**** Estratto

E la vitamina D? La credenza che le creme solari impediscono la sintesi di vitamina D a livello cutaneo non deve scoraggiarne l’utilizzo. Le evidenze a sostegno di questa ipotesi sono infatti molto scarse e varie revisioni della letteratura scientifica hanno confermato che i livelli di vitamina D rimangono adeguati anche in chi fa uso frequente di creme ad ampio spettro. In ogni caso, il beneficio supera di gran lunga il rischio.

Infine, assolutamente bandite le lampade abbronzanti, classificate come “sicuramente cancerogene” dall’IARC (International Agency Research on Cancer), tanto è vero che da maggio 2011 sono vietate per legge ad alcune categorie di persone, tra cui donne in gravidanza, ragazzi con meno di 18 anni, pazienti oncologici o che hanno avuto un tumore in passato e soggetti con un fototipo a rischio (I e II). Fare una lampada significa esporsi a una quantità di raggi UVA 10-15 volte maggiore di quella che si otterrebbe sotto il sole di mezzogiorno e a una piccola ma comunque potenzialmente dannosa percentuale di raggi UVB, più pericolosi.

********

» **Consegna**:
Secondo l'estratto, da quando le lampade abbronzanti sono vietate per legge ad alcune categorie di persone?

**** Dati in ingresso

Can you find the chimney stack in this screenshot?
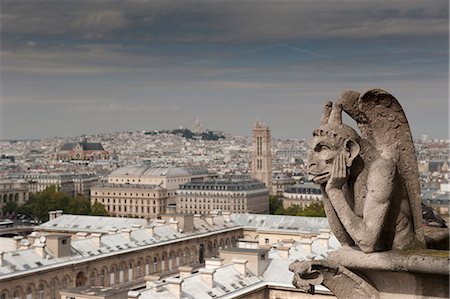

********

» **Risposta**:
Da maggio 2011.